### TRECHO DO TEXTO
-------

Senhores do Crime (Eastern Promises),
de David Cronenberg (EUA/Canadá, 2007)

por Francis Vogner dos Reis

Corpo, poesia concreta

Não há dúvida que David Cronenberg ganhou sua fama de autor com seus filmes mais abertamente pessoais, sob o rótulo mal resolvido de horror-scifi, como Videodrome – A Síndrome do Vídeo, Gêmeos – Mórbida Semelhança, Crash – Estranhos Prazeres e eXistenZ. Afinal, filmes tão especiais quanto estes pediam por assinatura – diferente das suas “extravagâncias de gênero” como Scanners, Rabid e A Mosca. O corpo humano, como instinto-máquina, era o traço comum que unia todos esses trabalhos, muitas vezes mal interpretados como um cinema simplesmente do sangue, da aberração física e do excesso. Quando Cronenberg apareceu com Marcas da Violência, em 2005, a impressão foi outra: havia ali o cineasta de eXistenZ, mas que propunha um cinema de maior fruição, mais ligado a um ideário do cinema de grande público, mas que havia mudado um pouco sua preocupação com o corpo. Mais importante do que as metamorfoses, disfunções e simbioses do corpo humano, era examinar o que era possível das ações do corpo revelar do que não vemos do personagem.

Essa virada de Cronenberg é um pouco semelhante à virada de Almodóvar em Carne Trêmula: um cineasta que abre mão da estranheza da superfície de seus filmes e personagens para procurá-la no interior deles e para configurá-la em uma psicologia mais ampla e incisiva em sua dramaturgia. Pois Senhores do Crime confirma essa nova fase, mesmo que dessa vez Cronenberg se filie a uma tradição mais longeva do cinema que é a do filme de gângster, da história da crueldade e do crime. Os mafiosos em questão são russos, moram em Londres (apesar do filme ter sido filmado no Canadá) e lavam dinheiro (não em clube de futebol, mas em restaurante de comida russa), como é típico de mafiosos em terra estrangeira. Viggo Mortensen, excelente, é o cão de guarda do herdeiro mafioso Vincent Cassel, também extraordinário no papel do filho mimado do chefão. Eles estão em atrito com outra família mafiosa. É disso que o filme vai se ocupar. Só que apenas em parte.

Como o diretor não dá ponto sem nó, Senhores do Crime não se bastará apenas por uma trama policial. O filme na verdade começa com uma garota russa dando à luz em pé em uma farmácia. Quando o atendente olha para o chão, há sangue por todo lado. A garota de quatorze anos morre e uma médica interpretada por Naomi Watts fica com o bebê e pega seu diário para pedir que seu tio russo o traduza. As histórias se cruzam quando a médica vai pedir ajuda do dono do restaurante de comida russa, sem saber que esse senhor é o chefe de uma família mafiosa e de alguma maneira tem um envolvimento passado com a história da dona do diário.

-------

### AÇÃO SOLICITADA A
Resuma em duas frases a crítica de Senhores do Crime.
### AÇÃO SOLICITADA B
Transcreva literalmente o trecho da crítica que começa nas palavras "Como o diretor" e termina após "dona do diário.".

### MATERIAL FORNECIDO

-------

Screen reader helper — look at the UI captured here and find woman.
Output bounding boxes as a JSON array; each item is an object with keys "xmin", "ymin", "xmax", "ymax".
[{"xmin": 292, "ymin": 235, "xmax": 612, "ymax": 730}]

-------

### RESPOSTA ESCRITA A
David Cronenberg ganhou fama com filmes centrados no corpo humano e, a partir de Marcas da Violência, passou a examinar o que as ações do corpo revelam dos personagens, fase que Senhores do Crime confirma ao se filiar à tradição do filme de gângster. O filme trata de mafiosos russos em Londres em atrito com outra família mafiosa e começa com uma garota russa que morre após dar à luz numa farmácia, cujo diário leva uma médica a pedir ajuda ao dono de um restaurante russo que é chefe mafioso.

### RESPOSTA ESCRITA B
Como o diretor não dá ponto sem nó, Senhores do Crime não se bastará apenas por uma trama policial. O filme na verdade começa com uma garota russa dando à luz em pé em uma farmácia. Quando o atendente olha para o chão, há sangue por todo lado. A garota de quatorze anos morre e uma médica interpretada por Naomi Watts fica com o bebê e pega seu diário para pedir que seu tio russo o traduza. As histórias se cruzam quando a médica vai pedir ajuda do dono do restaurante de comida russa, sem saber que esse senhor é o chefe de uma família mafiosa e de alguma maneira tem um envolvimento passado com a história da dona do diário.